What is needed
The records below must be repeated exactly, but without their pictures.
Segment Open
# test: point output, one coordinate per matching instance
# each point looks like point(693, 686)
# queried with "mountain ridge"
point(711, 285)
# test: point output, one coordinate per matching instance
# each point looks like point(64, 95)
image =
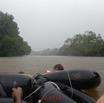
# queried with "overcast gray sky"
point(48, 23)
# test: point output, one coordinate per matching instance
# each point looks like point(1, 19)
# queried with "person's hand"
point(17, 94)
point(101, 99)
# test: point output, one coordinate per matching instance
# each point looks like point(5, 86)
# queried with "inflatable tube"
point(76, 95)
point(50, 94)
point(7, 79)
point(79, 79)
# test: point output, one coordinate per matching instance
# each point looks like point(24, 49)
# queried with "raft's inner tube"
point(79, 79)
point(8, 100)
point(50, 94)
point(7, 80)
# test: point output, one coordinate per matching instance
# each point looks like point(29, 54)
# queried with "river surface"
point(39, 64)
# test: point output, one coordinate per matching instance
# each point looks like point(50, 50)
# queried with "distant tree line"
point(46, 52)
point(11, 44)
point(87, 44)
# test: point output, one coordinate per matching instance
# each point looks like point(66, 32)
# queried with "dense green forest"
point(86, 44)
point(11, 44)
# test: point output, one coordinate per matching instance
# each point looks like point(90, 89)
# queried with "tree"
point(11, 44)
point(87, 44)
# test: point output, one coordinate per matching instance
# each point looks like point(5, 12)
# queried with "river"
point(39, 64)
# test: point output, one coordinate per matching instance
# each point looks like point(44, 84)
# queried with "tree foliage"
point(11, 44)
point(87, 44)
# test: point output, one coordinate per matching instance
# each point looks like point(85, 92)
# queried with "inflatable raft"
point(60, 87)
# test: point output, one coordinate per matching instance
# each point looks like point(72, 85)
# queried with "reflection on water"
point(33, 64)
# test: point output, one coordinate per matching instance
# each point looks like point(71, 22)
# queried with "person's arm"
point(101, 99)
point(17, 94)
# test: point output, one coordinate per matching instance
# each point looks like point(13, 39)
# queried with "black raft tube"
point(50, 93)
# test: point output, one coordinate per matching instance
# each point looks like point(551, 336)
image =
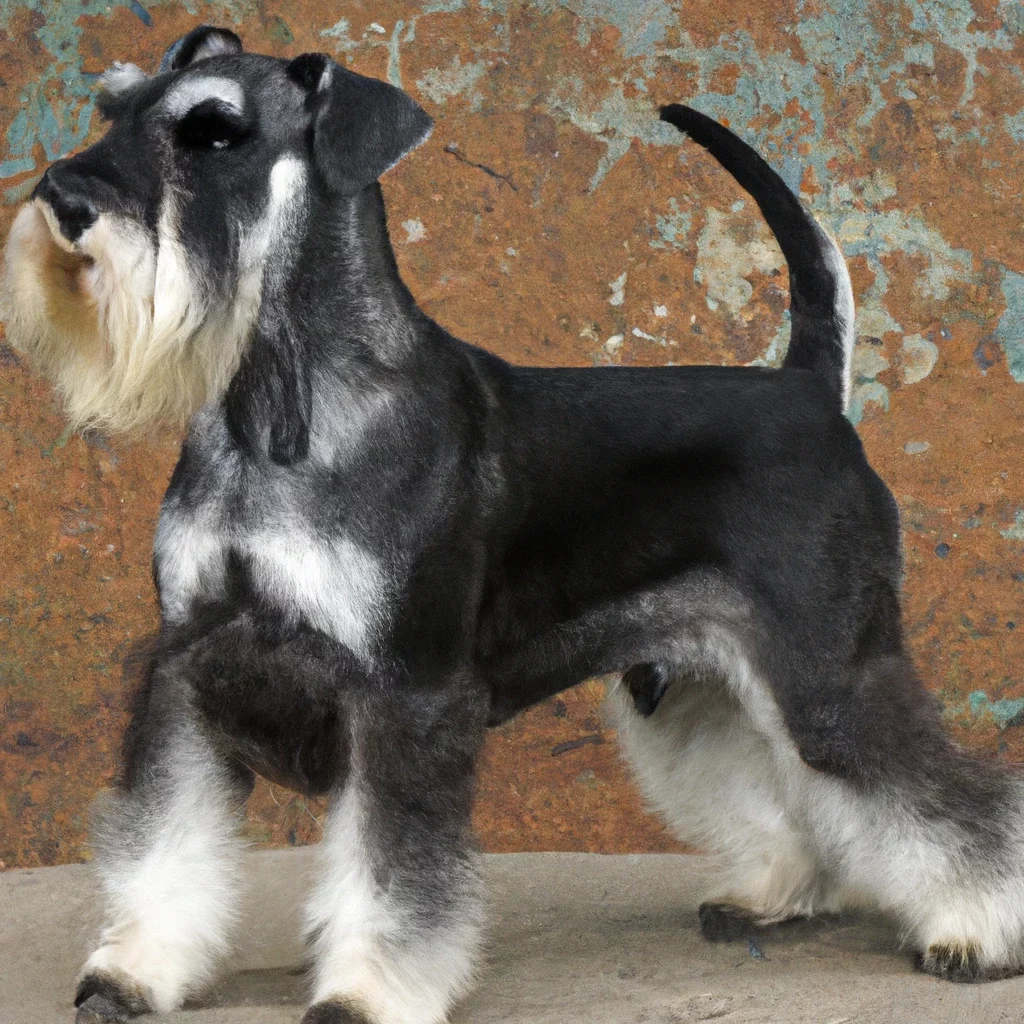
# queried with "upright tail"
point(820, 296)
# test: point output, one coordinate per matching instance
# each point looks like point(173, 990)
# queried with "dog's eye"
point(212, 125)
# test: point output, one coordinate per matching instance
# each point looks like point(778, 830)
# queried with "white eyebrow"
point(190, 91)
point(122, 77)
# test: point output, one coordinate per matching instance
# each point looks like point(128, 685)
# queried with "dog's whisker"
point(379, 540)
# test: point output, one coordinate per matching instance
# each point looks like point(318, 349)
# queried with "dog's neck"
point(346, 271)
point(339, 321)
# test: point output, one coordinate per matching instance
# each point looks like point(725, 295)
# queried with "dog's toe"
point(100, 997)
point(724, 923)
point(953, 962)
point(99, 1010)
point(334, 1012)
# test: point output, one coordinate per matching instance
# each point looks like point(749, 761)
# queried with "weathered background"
point(554, 220)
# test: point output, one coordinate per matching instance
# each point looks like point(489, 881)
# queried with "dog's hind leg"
point(395, 919)
point(714, 778)
point(915, 825)
point(168, 859)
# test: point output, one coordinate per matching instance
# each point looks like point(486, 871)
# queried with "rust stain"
point(547, 192)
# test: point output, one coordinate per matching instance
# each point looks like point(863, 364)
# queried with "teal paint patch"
point(1016, 531)
point(870, 393)
point(643, 24)
point(1015, 125)
point(1011, 327)
point(394, 55)
point(1003, 711)
point(16, 166)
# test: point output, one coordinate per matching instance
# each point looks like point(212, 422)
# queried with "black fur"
point(100, 997)
point(412, 538)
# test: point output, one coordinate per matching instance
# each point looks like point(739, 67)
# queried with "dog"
point(380, 540)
Segment Closed
Answer to this problem
# test: point output, one coordinate per matching instance
# each point looks like point(693, 686)
# queried with "mountain ridge"
point(711, 285)
# test: point output, one coordinate per matching instance
# each point looks like point(64, 95)
image =
# queried with "overcast gray sky"
point(48, 23)
# test: point output, one coordinate per matching instance
# each point looks like point(1, 19)
# queried with "person's hand"
point(17, 94)
point(101, 99)
# test: point output, one coordinate per matching instance
# each point looks like point(5, 86)
# queried with "inflatable tube"
point(76, 95)
point(50, 94)
point(7, 79)
point(79, 79)
# test: point output, one coordinate per matching instance
# each point looks like point(24, 49)
# queried with "raft's inner tube"
point(79, 79)
point(8, 100)
point(50, 94)
point(7, 80)
# test: point output, one coordinate per matching instance
# each point looks like point(29, 54)
# queried with "river surface"
point(39, 64)
# test: point output, one coordinate per matching instance
# each point looks like point(50, 50)
# queried with "distant tree line"
point(46, 52)
point(11, 44)
point(87, 44)
# test: point output, one coordinate per matching instance
# each point looks like point(66, 32)
# queried with "dense green forest"
point(86, 44)
point(11, 44)
# test: point output, one coordinate per matching instance
# each point looks like point(90, 89)
# queried with "tree"
point(11, 44)
point(87, 44)
# test: point output, one coordinate per matching instance
# each point looks like point(5, 12)
# queried with "river"
point(39, 64)
# test: point output, one coordinate per matching instance
# each point looks like point(44, 84)
# queried with "tree foliage"
point(11, 44)
point(87, 44)
# test: point output, one coordinate per matching instance
# each point looks like point(85, 92)
# queried with "inflatable raft"
point(60, 87)
# test: point output, one coordinate per matching instance
# each point looks like point(72, 85)
# queried with "reflection on water"
point(33, 64)
# test: point output, one coordinate per matching instance
# each point looks like point(71, 22)
# queried with "person's arm"
point(101, 99)
point(17, 94)
# test: point output, one coordinate per matching instance
# each point looks like point(13, 39)
# queried with "black raft tube"
point(50, 93)
# test: point output, one coordinate per matching instance
# each point looks like point(551, 336)
image =
# queried with "upright tail"
point(820, 296)
# test: point output, one coordinate per matching instance
# each point looks like point(173, 990)
# queried with "dog's eye"
point(212, 125)
# test: point output, one coordinate per matching instance
# each point looks like point(778, 830)
# queried with "white eyebrow"
point(190, 91)
point(122, 77)
# test: point output, one coordinate per matching instance
# each point looks like point(128, 685)
# queried with "dog's whisker"
point(379, 540)
# test: point output, one coordinate per matching instance
# each point looks like point(318, 349)
# queried with "dog's neck"
point(346, 271)
point(339, 321)
# test: point output, one coordinate per matching instance
# each point looks like point(725, 295)
# queried with "dog's toe"
point(100, 997)
point(724, 923)
point(953, 962)
point(99, 1010)
point(334, 1012)
# test: point output, one coordinate per matching instance
# each point looks like point(749, 761)
# queried with "weathered background"
point(554, 220)
# test: point output, one coordinate per matching instance
# each point looks like point(489, 881)
# queried with "dog's hind leg"
point(395, 919)
point(714, 778)
point(915, 825)
point(168, 859)
# test: point output, one coordinate per matching instance
# each point looks like point(486, 871)
# queried with "rust stain"
point(547, 192)
# test: point output, one coordinate per matching instance
# each point looks like point(863, 364)
# queried with "teal paint patch"
point(1016, 531)
point(870, 393)
point(643, 24)
point(1015, 125)
point(1011, 327)
point(394, 55)
point(1003, 711)
point(16, 166)
# test: point output, one coordinate per matching instance
# each point looks like point(212, 422)
# queried with "black fur"
point(100, 997)
point(412, 538)
# test: point output, one coordinate per matching instance
# each point looks like point(739, 67)
# queried with "dog"
point(380, 540)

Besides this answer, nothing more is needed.